» YOUR OBJECTIVE:
Word for word, copy each record that comes after this.

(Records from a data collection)
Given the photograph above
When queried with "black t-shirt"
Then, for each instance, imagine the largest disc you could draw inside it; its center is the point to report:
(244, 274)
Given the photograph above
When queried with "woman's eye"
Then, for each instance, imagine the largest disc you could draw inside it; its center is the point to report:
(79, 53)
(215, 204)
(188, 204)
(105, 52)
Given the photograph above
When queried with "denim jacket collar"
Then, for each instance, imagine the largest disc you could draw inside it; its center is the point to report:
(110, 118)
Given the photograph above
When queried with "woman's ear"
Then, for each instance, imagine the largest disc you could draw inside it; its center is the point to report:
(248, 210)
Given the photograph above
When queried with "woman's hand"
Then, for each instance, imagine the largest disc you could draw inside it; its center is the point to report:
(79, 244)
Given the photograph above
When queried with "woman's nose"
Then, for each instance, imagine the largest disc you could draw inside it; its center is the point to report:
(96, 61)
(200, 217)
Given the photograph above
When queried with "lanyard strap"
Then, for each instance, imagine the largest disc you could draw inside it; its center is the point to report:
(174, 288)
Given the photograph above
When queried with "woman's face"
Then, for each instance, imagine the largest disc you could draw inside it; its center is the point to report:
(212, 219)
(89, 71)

» RESULT BELOW:
Given the photograph above
When queried with "black t-shirt"
Then, for each instance, imagine the largest disc you could draw inside it; its center is the point to report:
(244, 274)
Given the photograph above
When queried with "woman's eye"
Then, for each instance, imagine the largest disc you could draw inside it; its center is the point to report:
(79, 53)
(215, 204)
(188, 204)
(105, 52)
Given the photograph above
When queried with "denim jacket collar"
Then, for each instance, imagine the largest disc you could draw inside it; its center is the point to report:
(110, 118)
Given the photograph above
When queried with "woman's ear"
Then, for each instance, imagine the largest disc you could draw inside it; its center is the point to report:
(248, 210)
Given the photograph above
When queried with "woman's hand"
Then, for each instance, imagine the largest disc you could draw inside it; its center is the point to report:
(79, 244)
Given the photograph above
When queried with "woman's nose"
Then, for each instance, imagine the largest disc you could draw inside it; its center is the point to report:
(96, 61)
(200, 217)
Given the photograph above
When queried with "lanyard strap"
Then, for each instance, imagine the largest disc you could draw inside it; its center is the point to report:
(174, 288)
Given the photograph above
When queried with "woman's face"
Then, for each instance, imagine the largest disc you could draw inside it; its center is the point to report:
(212, 219)
(89, 71)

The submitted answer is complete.